EXERCISE OBJECTIVE:
Reproduce every line of the items below, requests included, but shift each coordinate in the answers by adding 113 to it.

━━━ DATA FOR THIS TASK

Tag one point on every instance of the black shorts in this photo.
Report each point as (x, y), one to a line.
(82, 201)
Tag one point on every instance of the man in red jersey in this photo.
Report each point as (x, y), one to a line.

━━━━━━

ANSWER TO THIS PROBLEM:
Tag one point on every instance of the black shorts in this photo.
Report each point as (x, y), one to a line.
(195, 314)
Tag one point on every instance of the man in red jersey in this photo.
Report each point as (x, y), one to a line.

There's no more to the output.